>> Begin TEXT SECTION

Yet more emphasis should be put on matching the increasing demand for property management professionals
HONG KONG, Jan. 15, 2014 /PRNewswire/ -- The Hong Kong Institute of Housing ("HKIH") supports the latest policies to increase housing and land supply as unveiled by the Chief Executive during the Policy Address announcement. With foreseeable increase in housing supply, demand for property management professionals will increase drastically. In view of this, HKIH highly recommends the Government to increase resources and subsidy to support training and development of the profession as well as expediting the implementation of the licensing regime in order to enhance professional property management standard as a whole. HKIH also suggests the Government to formulate more comprehensive and sustainable development plan to cater for additional resources required by communities with increase in housing stocks.
In the Policy Address, one of the sources to increase housing supply is to convert the existing public community space and green zone with low utilization rate to high density residential use. This can effectively provide adequate public and private housings as to strike a better balance between demand and supply. The Government targets to provide 470,000 residential units in the upcoming 10 years, HKIH estimates there will be an additional demand for at least 800 professional property managers and 4,000 supervisory frontline property management practitioners. This will insert huge pressure on the need for more professionals from the industry. Although currently there are approximately 300 graduates from the recognized property management programs every year, HKIH still estimates an urgent need to supply an additional 150 - 200 qualified new bloods per year to join the market workforce. HKIH urges the Government to provide more financial aids to related academic institutions so as to launch more property management courses. The Government can also consider subsidizing directly the full-time and part-time students of property management courses with an aim to nurture more professionals to cope with the future huge demand resulting from the increase in housing supply.

>> End TEXT SECTION
>> Begin ENTRIES PROVIDED

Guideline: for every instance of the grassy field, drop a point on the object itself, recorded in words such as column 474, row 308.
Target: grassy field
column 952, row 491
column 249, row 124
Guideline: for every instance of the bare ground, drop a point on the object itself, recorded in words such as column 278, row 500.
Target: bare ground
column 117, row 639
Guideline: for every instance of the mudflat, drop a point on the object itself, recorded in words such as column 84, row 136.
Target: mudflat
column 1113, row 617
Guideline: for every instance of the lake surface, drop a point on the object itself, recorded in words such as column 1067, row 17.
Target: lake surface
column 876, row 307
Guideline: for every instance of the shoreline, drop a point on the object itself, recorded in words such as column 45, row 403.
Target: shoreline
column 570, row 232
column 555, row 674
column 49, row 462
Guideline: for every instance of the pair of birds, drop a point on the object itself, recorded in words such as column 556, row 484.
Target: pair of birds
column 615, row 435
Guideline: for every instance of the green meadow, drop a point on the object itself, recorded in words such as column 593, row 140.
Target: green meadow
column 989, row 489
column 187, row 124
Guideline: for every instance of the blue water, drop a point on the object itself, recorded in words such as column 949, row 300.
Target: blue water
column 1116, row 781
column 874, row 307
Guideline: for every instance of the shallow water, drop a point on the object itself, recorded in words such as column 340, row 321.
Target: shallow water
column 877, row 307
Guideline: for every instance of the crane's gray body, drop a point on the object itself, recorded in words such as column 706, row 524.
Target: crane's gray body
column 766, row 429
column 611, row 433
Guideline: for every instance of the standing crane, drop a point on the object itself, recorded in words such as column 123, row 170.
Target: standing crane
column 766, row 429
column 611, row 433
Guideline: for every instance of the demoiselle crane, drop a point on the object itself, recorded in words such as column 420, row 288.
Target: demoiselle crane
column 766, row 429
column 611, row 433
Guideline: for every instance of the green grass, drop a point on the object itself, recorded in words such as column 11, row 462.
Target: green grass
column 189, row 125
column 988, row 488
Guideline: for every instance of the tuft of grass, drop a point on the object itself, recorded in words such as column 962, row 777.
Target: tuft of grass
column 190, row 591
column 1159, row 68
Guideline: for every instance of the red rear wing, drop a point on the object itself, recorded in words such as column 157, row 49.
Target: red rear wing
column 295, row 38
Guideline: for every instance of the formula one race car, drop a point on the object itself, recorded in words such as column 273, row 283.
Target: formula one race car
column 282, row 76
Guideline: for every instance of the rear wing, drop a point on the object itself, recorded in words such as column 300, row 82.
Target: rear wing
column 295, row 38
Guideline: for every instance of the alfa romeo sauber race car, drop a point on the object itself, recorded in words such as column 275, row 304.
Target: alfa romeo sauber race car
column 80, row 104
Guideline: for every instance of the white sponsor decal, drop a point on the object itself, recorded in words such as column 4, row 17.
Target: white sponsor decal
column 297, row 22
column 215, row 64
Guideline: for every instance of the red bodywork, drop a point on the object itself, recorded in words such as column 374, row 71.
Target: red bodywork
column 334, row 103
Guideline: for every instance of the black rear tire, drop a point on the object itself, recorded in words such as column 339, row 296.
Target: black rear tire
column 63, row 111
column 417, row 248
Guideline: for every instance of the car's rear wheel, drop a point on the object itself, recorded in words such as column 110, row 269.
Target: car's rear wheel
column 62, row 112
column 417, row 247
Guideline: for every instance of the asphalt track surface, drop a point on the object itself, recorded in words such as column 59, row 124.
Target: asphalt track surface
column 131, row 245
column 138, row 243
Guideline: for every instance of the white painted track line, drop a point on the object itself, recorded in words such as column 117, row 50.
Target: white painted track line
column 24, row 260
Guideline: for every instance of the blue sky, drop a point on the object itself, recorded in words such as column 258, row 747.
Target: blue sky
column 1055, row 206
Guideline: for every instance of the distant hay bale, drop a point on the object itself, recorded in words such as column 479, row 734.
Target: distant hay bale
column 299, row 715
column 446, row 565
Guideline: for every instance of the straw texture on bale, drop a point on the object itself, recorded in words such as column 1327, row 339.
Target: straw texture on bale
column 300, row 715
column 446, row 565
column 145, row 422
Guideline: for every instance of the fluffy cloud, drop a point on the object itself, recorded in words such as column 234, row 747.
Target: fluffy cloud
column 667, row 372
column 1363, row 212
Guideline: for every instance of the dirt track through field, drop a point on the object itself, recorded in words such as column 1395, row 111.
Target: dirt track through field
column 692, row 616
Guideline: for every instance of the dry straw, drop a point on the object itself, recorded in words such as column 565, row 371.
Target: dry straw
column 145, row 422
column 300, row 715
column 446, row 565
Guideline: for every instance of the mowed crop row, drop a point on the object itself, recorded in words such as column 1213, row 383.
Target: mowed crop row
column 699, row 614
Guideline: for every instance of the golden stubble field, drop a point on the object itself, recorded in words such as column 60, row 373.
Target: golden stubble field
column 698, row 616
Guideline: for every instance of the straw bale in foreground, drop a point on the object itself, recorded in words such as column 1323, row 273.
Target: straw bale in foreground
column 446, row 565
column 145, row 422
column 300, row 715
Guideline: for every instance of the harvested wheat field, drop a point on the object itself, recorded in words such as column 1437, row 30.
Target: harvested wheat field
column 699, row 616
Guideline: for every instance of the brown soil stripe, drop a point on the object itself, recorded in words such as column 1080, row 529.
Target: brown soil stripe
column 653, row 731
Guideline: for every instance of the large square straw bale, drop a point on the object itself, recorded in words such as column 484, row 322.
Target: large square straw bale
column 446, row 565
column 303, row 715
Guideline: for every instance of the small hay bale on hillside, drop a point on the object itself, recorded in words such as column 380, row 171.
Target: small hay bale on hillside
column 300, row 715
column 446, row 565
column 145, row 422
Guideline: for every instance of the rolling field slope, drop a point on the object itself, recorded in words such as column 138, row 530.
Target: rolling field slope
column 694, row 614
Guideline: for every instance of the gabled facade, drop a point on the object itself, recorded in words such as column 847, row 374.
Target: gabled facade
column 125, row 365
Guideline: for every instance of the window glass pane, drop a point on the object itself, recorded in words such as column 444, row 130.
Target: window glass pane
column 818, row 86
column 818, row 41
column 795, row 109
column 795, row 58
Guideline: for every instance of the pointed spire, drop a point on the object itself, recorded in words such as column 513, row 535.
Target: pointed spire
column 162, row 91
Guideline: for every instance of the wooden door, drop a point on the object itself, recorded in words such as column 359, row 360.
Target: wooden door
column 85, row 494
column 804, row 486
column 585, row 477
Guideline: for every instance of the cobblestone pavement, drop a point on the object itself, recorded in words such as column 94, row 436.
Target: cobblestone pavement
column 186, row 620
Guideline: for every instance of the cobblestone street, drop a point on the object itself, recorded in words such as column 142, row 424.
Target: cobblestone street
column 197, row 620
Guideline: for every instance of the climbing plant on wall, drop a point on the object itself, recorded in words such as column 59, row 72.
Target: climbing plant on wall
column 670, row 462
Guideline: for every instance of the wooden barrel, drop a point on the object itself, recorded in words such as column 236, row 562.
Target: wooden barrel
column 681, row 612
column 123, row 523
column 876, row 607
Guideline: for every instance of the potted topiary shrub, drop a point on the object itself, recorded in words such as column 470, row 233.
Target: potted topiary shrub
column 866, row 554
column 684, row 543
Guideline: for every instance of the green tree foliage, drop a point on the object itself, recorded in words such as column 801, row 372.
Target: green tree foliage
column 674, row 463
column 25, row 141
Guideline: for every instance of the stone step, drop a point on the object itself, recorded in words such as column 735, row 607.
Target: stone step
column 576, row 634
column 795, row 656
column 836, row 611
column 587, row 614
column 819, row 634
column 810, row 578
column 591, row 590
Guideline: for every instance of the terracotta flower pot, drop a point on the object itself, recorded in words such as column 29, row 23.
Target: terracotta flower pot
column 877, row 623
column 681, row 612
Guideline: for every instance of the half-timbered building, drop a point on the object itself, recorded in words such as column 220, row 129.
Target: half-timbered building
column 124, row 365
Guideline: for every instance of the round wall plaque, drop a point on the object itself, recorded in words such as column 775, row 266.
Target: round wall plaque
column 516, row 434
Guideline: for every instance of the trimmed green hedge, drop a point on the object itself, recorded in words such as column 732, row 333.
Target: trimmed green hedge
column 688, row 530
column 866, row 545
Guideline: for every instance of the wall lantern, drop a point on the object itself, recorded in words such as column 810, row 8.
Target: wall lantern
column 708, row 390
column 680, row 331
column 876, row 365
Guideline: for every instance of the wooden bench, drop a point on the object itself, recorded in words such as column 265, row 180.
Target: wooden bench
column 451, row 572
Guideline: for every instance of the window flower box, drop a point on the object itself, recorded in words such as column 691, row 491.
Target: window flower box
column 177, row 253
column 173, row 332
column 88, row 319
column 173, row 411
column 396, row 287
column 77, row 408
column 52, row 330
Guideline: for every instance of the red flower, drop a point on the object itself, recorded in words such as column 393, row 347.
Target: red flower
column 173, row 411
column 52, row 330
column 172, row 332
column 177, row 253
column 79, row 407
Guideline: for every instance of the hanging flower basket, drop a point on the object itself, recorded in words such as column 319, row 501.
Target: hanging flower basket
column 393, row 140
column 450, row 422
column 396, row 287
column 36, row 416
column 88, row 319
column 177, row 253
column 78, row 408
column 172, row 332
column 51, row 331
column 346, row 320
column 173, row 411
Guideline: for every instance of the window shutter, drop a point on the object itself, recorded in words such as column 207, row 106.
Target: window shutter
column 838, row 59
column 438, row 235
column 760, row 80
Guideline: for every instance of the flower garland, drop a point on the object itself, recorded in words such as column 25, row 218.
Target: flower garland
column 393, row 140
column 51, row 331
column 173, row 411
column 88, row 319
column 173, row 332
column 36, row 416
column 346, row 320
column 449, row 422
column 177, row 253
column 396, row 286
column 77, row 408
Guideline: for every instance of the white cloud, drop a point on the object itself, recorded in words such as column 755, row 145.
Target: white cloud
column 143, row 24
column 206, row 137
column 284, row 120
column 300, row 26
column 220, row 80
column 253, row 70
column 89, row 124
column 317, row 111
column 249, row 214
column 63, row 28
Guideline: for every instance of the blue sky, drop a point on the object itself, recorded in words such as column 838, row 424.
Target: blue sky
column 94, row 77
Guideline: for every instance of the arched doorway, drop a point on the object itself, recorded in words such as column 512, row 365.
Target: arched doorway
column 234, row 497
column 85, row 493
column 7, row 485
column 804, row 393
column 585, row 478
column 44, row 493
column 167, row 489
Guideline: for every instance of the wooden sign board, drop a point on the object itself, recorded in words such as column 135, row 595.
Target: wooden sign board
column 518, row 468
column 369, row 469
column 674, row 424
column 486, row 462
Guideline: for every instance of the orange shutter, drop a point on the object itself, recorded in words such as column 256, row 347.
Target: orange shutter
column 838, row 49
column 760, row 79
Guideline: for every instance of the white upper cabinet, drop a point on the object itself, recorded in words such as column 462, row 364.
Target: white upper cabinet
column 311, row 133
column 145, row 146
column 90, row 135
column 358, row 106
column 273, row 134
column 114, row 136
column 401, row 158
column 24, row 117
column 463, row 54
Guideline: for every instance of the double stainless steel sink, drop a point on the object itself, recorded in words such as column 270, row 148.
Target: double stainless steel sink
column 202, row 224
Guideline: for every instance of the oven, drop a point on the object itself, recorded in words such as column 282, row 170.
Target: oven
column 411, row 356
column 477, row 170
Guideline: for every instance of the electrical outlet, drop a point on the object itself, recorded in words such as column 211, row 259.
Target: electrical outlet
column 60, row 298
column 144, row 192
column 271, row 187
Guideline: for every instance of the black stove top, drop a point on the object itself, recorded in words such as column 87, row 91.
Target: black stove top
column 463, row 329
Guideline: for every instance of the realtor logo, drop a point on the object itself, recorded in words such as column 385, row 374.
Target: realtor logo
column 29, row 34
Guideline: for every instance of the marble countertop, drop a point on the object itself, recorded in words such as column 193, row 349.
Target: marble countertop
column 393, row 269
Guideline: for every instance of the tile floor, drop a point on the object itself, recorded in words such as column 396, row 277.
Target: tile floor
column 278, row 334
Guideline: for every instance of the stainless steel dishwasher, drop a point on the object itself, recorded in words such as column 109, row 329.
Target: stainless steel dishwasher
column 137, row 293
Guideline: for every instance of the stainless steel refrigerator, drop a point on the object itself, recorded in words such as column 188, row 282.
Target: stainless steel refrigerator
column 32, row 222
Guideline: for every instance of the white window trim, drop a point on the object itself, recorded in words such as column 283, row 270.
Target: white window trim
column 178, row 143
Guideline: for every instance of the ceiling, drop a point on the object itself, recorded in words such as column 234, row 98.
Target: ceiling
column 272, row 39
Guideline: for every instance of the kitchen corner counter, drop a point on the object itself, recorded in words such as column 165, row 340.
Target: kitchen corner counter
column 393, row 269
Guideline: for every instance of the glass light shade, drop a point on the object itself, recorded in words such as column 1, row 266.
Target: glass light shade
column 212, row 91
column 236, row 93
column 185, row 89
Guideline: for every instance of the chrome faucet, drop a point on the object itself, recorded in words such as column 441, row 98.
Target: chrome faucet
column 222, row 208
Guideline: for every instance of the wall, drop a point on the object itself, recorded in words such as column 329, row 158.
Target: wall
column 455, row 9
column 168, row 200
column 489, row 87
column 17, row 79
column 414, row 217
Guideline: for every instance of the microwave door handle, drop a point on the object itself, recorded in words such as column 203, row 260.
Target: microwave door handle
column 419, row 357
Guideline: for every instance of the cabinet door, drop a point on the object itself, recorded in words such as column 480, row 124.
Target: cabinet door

>> End ENTRIES PROVIDED

* [WRITTEN PROBLEM A] According to the housing press release, how many residential units does the Government target to provide in the upcoming 10 years?
* [WRITTEN PROBLEM B] Recast the paragraph of the housing press release that opens "In the Policy Address, one of the sources" as a short bulleted list that keeps its main facts.
* [WRITTEN PROBLEM C] Please extend the housing press release with new text that picks up after its final sentence.

* [EXERCISE RESPONSE A] 470,000 residential units.

* [EXERCISE RESPONSE B]
- The Policy Address would raise housing supply partly by converting low-use public community space and green zones to high-density residential use, to better balance demand and supply.
- The Government targets 470,000 residential units over the next 10 years.
- HKIH estimates this will create demand for at least 800 more professional property managers and 4,000 more supervisory frontline property management practitioners.
- About 300 graduates complete recognized property management programs each year, but HKIH sees an urgent need for an additional 150 to 200 qualified newcomers per year.
- HKIH urges the Government to give more financial aid to academic institutions so they can launch more property management courses.
- The Government could also directly subsidize full-time and part-time property management students to meet the future demand.

* [EXERCISE RESPONSE C]
Nowadays, the general public shows keen concern on the quality and quantity of property management professionals, HKIH wishes to see the early implementation of the licensing regime, so that property management profession can be well-recognised and future licensed practitioners at supervisory level or above must comply with the 3 strict requirements which include academic qualifications, related local working experience and professional qualifications. With effective enactment of the licensing scheme, more professionals will be attracted to join the field and in return, it will benefit both the property owners and occupants.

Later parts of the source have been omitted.